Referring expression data
━━━

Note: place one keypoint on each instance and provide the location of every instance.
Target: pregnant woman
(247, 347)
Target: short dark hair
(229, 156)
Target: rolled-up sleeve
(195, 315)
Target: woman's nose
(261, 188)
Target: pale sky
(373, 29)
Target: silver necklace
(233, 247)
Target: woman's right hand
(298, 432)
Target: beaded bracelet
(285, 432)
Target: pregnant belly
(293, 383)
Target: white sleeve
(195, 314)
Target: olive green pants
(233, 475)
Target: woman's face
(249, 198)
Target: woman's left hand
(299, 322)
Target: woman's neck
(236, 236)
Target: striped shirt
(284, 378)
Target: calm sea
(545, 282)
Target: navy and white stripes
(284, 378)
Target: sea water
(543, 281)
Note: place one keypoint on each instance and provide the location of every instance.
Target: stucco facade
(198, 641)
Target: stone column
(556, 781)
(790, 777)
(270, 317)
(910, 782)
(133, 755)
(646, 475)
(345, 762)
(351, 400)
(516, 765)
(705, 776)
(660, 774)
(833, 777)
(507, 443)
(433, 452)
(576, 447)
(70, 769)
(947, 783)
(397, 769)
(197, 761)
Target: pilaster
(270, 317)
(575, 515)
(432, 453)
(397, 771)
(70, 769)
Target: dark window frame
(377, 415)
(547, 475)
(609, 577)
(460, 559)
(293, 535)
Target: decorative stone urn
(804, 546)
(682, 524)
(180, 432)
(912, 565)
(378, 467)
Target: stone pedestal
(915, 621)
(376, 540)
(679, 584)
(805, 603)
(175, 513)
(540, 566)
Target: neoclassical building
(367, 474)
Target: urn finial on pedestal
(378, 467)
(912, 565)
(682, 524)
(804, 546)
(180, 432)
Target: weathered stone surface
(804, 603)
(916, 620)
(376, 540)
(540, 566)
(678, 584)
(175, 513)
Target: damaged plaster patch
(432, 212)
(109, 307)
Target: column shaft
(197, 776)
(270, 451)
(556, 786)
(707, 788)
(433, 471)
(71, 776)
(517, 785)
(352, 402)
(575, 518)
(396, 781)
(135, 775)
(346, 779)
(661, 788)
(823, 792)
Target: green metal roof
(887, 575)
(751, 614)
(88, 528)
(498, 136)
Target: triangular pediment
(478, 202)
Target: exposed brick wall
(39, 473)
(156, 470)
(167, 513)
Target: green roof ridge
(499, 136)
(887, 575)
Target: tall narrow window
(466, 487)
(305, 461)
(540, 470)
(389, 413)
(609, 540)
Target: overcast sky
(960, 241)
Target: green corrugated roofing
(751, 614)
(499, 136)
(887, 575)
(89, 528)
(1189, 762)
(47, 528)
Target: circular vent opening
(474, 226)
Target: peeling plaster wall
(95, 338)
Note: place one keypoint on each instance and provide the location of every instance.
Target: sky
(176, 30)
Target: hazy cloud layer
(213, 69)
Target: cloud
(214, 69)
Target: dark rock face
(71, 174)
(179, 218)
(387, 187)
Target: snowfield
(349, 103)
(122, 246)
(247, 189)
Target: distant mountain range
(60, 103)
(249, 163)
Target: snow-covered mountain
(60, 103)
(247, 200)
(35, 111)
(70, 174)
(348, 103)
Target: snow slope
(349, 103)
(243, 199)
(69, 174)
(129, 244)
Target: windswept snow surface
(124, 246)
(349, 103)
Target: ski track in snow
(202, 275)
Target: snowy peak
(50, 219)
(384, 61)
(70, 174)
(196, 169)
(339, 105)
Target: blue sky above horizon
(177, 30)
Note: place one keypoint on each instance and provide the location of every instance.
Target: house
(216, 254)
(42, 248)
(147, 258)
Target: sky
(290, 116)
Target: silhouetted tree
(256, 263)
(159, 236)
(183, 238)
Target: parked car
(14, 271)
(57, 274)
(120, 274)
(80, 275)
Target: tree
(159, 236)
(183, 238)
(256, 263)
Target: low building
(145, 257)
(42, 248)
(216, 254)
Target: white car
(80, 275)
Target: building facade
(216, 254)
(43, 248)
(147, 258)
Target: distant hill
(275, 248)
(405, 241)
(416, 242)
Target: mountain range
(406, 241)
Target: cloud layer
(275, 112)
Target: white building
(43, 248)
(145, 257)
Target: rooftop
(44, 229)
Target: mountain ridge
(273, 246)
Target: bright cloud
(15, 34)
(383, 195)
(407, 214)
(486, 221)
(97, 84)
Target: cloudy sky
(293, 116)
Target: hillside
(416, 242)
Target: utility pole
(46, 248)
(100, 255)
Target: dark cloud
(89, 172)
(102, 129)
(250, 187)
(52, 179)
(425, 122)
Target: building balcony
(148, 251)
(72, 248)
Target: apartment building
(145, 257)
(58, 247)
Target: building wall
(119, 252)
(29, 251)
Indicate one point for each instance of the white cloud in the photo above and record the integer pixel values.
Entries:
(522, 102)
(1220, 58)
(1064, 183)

━━━

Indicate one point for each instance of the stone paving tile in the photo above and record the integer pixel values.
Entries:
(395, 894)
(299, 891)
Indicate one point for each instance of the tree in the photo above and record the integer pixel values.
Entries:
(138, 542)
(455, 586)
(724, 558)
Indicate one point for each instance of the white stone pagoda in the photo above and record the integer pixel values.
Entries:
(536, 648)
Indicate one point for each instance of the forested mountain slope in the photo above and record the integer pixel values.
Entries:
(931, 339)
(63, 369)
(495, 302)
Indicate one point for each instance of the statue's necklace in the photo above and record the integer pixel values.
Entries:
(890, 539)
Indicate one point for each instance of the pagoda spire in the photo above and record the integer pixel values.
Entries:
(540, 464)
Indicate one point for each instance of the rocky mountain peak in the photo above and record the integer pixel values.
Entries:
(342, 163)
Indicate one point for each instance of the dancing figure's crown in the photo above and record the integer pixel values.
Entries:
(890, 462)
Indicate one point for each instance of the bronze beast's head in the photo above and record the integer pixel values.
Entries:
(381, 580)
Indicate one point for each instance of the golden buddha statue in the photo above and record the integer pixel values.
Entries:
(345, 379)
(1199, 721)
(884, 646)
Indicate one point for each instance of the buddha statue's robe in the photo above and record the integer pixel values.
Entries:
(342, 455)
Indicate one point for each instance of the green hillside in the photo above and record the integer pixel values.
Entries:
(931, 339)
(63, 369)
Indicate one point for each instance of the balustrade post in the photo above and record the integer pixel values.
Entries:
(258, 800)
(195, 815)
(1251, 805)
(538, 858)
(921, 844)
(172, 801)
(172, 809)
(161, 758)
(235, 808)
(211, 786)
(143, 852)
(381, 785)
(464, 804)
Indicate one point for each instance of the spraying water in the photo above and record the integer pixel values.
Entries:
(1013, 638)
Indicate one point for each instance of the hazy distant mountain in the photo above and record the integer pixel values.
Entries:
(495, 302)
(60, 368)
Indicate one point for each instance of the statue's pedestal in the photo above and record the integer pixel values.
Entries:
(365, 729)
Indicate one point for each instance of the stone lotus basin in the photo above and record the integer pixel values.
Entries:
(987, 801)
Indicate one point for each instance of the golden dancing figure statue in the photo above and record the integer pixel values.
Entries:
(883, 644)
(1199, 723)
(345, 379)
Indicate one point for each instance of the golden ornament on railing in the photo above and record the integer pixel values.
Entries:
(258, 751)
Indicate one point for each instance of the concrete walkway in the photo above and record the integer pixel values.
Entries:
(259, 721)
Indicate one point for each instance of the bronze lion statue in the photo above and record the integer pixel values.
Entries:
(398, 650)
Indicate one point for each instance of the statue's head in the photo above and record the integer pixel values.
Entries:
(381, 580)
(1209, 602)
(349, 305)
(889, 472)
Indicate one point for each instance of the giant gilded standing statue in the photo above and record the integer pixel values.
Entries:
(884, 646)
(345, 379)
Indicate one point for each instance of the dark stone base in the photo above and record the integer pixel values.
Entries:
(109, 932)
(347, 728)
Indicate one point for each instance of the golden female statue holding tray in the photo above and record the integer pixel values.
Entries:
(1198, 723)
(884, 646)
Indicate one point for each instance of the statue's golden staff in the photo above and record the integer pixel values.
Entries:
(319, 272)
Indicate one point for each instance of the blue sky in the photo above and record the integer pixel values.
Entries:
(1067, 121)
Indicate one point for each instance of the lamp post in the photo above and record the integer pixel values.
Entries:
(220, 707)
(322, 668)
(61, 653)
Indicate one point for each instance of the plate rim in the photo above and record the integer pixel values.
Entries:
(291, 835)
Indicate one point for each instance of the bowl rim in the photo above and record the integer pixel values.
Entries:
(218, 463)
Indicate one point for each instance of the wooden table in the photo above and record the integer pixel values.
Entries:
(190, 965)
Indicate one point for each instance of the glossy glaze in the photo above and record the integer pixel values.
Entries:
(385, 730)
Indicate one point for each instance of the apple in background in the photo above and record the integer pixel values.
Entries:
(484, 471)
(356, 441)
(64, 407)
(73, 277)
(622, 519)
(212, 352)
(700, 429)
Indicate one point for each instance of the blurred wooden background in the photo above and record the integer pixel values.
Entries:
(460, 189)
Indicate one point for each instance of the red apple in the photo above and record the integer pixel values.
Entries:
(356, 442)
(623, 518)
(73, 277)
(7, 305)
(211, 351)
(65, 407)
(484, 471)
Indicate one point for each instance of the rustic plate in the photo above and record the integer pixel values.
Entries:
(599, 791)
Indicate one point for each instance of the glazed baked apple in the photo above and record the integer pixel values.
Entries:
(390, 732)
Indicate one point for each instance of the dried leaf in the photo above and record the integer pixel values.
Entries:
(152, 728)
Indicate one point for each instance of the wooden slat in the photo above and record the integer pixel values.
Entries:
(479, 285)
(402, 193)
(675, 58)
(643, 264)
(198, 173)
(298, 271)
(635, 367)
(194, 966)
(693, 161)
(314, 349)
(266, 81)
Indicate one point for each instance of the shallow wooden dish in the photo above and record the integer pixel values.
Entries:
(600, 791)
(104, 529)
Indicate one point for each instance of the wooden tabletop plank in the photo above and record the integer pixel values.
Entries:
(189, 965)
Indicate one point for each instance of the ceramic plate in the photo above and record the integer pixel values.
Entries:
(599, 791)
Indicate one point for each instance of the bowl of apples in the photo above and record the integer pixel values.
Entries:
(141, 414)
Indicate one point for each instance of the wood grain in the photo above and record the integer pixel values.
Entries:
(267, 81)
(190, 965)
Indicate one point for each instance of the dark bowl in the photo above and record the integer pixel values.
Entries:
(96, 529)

━━━

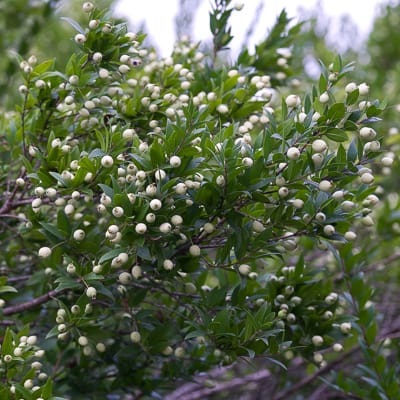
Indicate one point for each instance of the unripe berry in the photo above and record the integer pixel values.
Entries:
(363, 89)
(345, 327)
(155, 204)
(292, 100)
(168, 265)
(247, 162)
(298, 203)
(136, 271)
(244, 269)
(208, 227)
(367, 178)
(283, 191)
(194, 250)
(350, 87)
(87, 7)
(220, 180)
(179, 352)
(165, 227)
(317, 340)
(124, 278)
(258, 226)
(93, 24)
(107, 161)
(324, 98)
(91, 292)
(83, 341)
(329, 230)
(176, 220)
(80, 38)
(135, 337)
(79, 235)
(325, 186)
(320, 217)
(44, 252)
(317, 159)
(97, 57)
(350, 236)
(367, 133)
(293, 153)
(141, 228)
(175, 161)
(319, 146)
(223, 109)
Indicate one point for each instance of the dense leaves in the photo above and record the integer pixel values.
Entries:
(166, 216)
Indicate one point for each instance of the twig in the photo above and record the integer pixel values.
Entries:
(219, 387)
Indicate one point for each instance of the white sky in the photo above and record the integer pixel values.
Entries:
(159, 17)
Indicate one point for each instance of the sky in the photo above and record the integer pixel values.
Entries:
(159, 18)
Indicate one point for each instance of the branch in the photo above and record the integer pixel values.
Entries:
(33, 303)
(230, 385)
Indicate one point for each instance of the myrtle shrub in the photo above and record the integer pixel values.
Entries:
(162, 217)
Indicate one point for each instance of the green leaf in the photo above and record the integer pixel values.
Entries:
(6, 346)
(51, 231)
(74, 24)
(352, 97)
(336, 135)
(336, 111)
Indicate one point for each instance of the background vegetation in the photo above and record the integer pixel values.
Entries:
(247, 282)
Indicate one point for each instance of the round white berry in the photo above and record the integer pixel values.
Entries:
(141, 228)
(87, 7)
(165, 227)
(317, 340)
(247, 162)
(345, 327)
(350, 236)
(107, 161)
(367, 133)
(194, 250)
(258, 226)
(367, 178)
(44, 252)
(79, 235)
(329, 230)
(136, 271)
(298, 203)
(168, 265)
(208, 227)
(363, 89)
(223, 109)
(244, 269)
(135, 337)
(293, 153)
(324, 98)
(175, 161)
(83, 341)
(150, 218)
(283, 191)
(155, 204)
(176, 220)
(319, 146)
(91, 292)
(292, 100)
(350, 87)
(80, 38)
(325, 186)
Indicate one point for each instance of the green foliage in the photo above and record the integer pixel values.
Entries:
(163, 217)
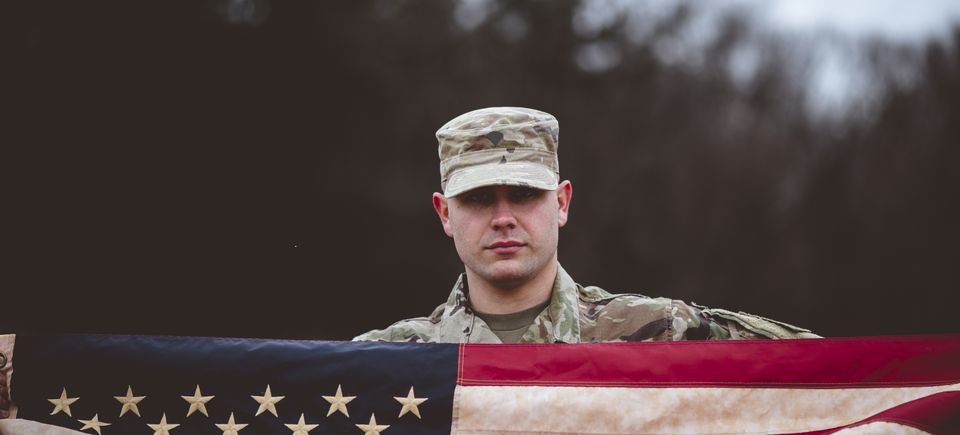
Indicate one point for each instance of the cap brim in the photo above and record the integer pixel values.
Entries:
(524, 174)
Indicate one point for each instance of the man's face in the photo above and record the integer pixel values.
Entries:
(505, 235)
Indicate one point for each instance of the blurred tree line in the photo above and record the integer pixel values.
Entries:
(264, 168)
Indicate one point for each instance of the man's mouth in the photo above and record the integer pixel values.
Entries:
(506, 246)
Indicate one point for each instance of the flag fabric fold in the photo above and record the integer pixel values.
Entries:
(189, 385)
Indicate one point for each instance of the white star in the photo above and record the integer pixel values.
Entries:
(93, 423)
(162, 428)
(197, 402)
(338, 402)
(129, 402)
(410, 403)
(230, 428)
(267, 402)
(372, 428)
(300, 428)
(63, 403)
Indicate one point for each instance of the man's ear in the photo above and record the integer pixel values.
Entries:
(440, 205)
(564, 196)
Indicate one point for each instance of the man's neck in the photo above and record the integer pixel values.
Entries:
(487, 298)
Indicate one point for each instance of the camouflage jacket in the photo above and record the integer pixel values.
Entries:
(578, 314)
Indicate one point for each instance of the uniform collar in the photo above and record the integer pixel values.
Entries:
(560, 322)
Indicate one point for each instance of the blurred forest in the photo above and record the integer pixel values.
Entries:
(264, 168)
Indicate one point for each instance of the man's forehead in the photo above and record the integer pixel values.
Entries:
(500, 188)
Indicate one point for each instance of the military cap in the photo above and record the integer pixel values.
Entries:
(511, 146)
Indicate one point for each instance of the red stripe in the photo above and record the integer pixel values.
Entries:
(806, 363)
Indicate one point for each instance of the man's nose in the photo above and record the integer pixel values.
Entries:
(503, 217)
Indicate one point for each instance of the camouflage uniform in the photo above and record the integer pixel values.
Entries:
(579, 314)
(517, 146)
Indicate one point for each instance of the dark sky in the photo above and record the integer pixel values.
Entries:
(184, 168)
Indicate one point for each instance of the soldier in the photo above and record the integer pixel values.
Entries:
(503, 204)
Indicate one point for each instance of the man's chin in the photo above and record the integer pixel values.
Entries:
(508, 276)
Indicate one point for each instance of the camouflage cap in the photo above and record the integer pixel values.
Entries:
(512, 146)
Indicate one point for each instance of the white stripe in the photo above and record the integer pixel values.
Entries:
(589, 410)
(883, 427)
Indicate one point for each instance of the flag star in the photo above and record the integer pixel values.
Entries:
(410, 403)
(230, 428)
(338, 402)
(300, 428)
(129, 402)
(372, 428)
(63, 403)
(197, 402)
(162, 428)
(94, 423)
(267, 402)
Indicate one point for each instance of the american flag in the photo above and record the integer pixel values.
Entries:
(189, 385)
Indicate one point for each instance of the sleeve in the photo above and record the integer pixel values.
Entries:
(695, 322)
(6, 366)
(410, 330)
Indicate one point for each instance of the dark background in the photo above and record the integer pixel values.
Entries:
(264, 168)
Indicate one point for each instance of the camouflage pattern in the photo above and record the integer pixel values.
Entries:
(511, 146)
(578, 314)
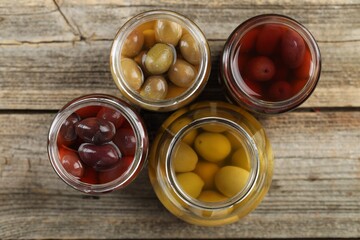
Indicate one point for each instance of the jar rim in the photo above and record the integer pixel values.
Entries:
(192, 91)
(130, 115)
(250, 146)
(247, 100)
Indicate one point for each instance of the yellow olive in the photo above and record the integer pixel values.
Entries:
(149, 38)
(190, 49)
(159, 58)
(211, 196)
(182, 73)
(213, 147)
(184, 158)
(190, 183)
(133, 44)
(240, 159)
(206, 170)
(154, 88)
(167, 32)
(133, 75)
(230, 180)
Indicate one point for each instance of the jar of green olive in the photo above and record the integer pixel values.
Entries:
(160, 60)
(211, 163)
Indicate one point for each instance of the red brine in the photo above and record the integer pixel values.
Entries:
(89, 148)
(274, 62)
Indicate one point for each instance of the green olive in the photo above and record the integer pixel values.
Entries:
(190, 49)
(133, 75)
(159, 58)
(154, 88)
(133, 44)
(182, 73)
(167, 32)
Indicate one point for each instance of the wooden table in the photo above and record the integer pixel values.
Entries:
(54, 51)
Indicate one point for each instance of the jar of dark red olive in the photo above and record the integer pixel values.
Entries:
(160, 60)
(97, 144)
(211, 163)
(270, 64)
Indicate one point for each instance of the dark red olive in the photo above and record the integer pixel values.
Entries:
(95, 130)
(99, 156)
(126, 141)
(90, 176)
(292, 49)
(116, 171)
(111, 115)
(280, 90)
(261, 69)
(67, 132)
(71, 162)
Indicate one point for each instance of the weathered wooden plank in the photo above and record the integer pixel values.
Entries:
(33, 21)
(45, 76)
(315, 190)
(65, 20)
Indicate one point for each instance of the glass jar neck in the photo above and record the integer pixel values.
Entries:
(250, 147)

━━━

**Task item**. Looking through the records, copy out every line in which the word "uniform" is found.

**Solution to the problem**.
Indicate one point for each instance of the uniform collar in the photo above and record the integer pixel values.
Indicate one point for each instance of the camouflage uniform in the photo above and record the integer pixel values.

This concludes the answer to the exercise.